Supplied material section start
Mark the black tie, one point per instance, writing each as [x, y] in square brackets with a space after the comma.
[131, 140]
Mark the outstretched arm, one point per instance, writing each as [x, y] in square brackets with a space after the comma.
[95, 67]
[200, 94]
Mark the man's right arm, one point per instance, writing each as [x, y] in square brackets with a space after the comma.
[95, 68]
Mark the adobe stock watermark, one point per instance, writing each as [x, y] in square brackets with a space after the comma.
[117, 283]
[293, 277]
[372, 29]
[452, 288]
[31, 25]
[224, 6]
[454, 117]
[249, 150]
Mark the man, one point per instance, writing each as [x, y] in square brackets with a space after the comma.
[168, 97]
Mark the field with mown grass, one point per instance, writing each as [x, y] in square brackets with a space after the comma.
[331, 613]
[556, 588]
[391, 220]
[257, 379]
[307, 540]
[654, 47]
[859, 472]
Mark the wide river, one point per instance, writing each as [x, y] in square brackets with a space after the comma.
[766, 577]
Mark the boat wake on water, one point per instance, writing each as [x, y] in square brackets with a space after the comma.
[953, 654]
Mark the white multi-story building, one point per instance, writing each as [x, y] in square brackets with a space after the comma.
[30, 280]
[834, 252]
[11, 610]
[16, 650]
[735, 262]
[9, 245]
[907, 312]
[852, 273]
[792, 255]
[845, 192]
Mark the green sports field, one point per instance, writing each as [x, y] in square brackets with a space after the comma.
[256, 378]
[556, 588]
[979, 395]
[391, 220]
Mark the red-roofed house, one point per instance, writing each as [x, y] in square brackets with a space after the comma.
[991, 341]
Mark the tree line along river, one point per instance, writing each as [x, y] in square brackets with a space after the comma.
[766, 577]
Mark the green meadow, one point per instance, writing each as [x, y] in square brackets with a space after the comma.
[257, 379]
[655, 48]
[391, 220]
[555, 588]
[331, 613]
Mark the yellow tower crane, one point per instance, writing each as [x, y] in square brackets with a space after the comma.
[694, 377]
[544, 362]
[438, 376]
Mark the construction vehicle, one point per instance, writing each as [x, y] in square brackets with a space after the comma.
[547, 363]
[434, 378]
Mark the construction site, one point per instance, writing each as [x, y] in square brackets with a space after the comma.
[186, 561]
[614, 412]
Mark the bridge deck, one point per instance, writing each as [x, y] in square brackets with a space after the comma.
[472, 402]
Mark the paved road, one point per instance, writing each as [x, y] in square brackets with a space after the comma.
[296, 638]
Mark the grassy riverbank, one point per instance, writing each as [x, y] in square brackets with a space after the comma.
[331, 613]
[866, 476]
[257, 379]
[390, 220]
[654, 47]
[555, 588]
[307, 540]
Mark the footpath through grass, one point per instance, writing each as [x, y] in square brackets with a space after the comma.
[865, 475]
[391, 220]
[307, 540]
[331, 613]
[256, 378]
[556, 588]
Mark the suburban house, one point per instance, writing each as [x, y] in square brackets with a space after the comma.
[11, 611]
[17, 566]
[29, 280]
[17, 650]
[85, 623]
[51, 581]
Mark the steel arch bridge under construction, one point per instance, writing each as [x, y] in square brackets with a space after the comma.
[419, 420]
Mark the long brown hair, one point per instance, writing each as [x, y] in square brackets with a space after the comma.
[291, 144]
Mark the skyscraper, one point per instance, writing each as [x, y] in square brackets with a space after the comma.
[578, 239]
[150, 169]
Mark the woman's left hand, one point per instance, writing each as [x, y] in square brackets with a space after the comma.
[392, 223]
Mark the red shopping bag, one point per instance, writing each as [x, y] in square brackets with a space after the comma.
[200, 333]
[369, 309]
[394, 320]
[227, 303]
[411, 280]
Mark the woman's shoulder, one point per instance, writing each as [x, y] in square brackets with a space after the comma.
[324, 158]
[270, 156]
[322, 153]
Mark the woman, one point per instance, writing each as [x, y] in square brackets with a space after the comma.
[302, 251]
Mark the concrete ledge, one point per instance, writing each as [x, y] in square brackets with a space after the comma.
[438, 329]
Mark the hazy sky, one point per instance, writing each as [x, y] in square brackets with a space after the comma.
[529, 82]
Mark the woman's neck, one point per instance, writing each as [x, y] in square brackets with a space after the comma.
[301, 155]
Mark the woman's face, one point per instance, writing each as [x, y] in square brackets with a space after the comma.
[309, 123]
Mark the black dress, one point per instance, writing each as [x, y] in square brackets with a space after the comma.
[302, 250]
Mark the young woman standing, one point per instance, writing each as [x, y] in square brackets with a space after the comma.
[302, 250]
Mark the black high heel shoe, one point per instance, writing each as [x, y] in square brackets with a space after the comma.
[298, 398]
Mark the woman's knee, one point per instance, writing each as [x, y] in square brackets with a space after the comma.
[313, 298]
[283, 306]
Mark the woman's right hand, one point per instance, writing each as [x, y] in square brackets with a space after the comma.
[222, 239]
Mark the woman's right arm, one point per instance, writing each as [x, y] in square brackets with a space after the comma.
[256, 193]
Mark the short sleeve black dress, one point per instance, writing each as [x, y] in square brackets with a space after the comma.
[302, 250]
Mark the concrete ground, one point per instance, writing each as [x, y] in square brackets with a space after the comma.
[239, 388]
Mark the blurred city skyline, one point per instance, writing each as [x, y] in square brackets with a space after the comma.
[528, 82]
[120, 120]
Supplied material section end
Exercise goal
Every entry is to be transcribed exactly as it stands.

Reply
Mark the black tie, one point per instance, writing each as [x, y] in square brackets with a space after the comma.
[131, 140]
Mark the outstretched arm, one point per instance, writing each as [x, y] in square brackets with a space after the comma.
[95, 67]
[200, 94]
Mark the man's right arm, one point per instance, writing each as [x, y] in square brackets with a space after the comma.
[95, 68]
Mark the adobe stock watermark, one point per instance, writing each as [x, y] in square brackets with a space after the comma.
[117, 283]
[293, 277]
[372, 29]
[452, 288]
[31, 25]
[224, 6]
[454, 117]
[249, 150]
Mark the man, one point per instance, writing each as [x, y] in square brackets with a space after the comma.
[168, 97]
Mark the field with mown grass, one point per instance, writing each as [x, y] in square brackets with a space after the comma.
[331, 613]
[556, 588]
[391, 220]
[257, 379]
[307, 540]
[654, 47]
[859, 472]
Mark the wide river, one point per instance, writing each as [x, y] in square brackets with a space after the comma.
[766, 577]
Mark the boat wake on water, one point per instance, writing each as [x, y] in square brackets with a space after the comma.
[953, 654]
Mark the white multi-story building, one point per instance, writing each as [x, y] in square brackets with a space after the comma.
[30, 280]
[834, 252]
[11, 610]
[16, 650]
[735, 262]
[9, 245]
[907, 312]
[852, 273]
[792, 255]
[845, 192]
Mark the green sports field, one point per instance, writing each as [x, y] in square brackets with a space after the comma.
[256, 378]
[556, 588]
[979, 395]
[391, 220]
Mark the red-roofed house, one point per instance, writing each as [x, y] in square brackets with a space after the comma.
[991, 341]
Mark the tree line along river, one point per instance, writing each as [x, y] in square brackets with a space after the comma.
[766, 577]
Mark the green meadow, one point per instance, writing each as [x, y] in square brackets with a space after the comma.
[257, 379]
[655, 48]
[391, 220]
[555, 588]
[331, 613]
Mark the yellow tower crane, one point per instance, writing each as [x, y] in square brackets with a space after the comma.
[694, 377]
[544, 362]
[438, 376]
Mark the construction vehicle, one point per instance, writing each as [x, y] in square brackets with a space after the comma.
[547, 363]
[434, 378]
Mark the construction site, one point per instance, writing each as [x, y] in square brackets with a space after the comma.
[186, 561]
[614, 412]
Mark the bridge deck, one point per instance, writing each as [x, y] in square brackets with a space after the comma.
[472, 402]
Mark the paved road, one point per instance, writing each as [x, y] in square brackets with a space after the comma.
[296, 638]
Mark the grassy riverbank, one point per instance, writing each as [x, y] in square brackets with a space after the comma.
[331, 613]
[866, 476]
[257, 379]
[390, 220]
[654, 47]
[555, 588]
[307, 540]
Mark the footpath through grass, one point per instance, writing each as [x, y] in square brackets with a space after the comma.
[865, 475]
[391, 220]
[307, 540]
[331, 613]
[256, 378]
[556, 588]
Mark the suburban house, one point per instance, writing each as [x, y] in square brackets with a space after the comma.
[11, 611]
[17, 566]
[29, 280]
[17, 650]
[85, 623]
[51, 581]
Mark the steel arch bridge under construction, one point per instance, writing each as [x, y] in square brackets with a space after the comma.
[419, 420]
Mark the long brown hair, one point per instance, writing each as [x, y] in square brackets with a space after the comma.
[291, 144]
Mark the skyscraper, one point per instance, writing each as [x, y] in square brackets with a space after the comma.
[578, 239]
[150, 169]
Mark the woman's left hand, one point per instance, writing each as [x, y] in square brackets with a space after the comma.
[392, 223]
Mark the red shopping bag, one point per instance, writing each as [x, y] in square brackets with a space after the comma.
[200, 333]
[369, 309]
[394, 320]
[227, 303]
[411, 280]
Mark the woman's shoulder, one point per instance, writing each as [x, y] in square brackets with a space after the comma.
[324, 158]
[270, 156]
[322, 153]
Mark the woman, one point per instance, writing each as [x, y] in square brackets with a space after the comma.
[302, 251]
Mark the concrete ledge, one point per instance, writing each as [x, y] in square brackets with a space after the comma.
[438, 329]
Mark the hazy sky, one point per instance, writing each as [x, y] in square brackets with a space after the comma.
[529, 82]
Mark the woman's neck, one point per instance, writing each as [x, y] in square brackets with a space after the comma.
[301, 155]
Mark the woman's face, one point per instance, writing each as [x, y] in square brackets with a space after the comma.
[309, 123]
Mark the black dress, one point per instance, writing each as [x, y] in square brackets with a space after the comma.
[302, 250]
Mark the young woman standing, one point per instance, writing each as [x, y] in square brackets with a space after the comma.
[302, 250]
Mark the black high heel shoe, one point per instance, writing each as [x, y] in square brackets with a space after the comma.
[298, 398]
Mark the woman's knee, one point per instance, writing each as [x, y] in square brackets with a space after the comma.
[313, 298]
[283, 306]
Mark the woman's right hand, one point per instance, writing each as [x, y] in square brackets with a space after the comma.
[222, 239]
Mark the woman's right arm, one point per instance, writing each as [x, y] in square brackets with a space after the comma.
[256, 193]
Mark the short sleeve black dress, one point per instance, writing each as [x, y] in square brackets with a space after the comma.
[302, 250]
Mark the concrete ground, one point per instance, writing each as [x, y] in square brackets with a space after the comma.
[239, 388]
Mark the blurred city skyline, one point per instance, writing each as [x, y] in square brackets with a space after the comma.
[528, 82]
[120, 120]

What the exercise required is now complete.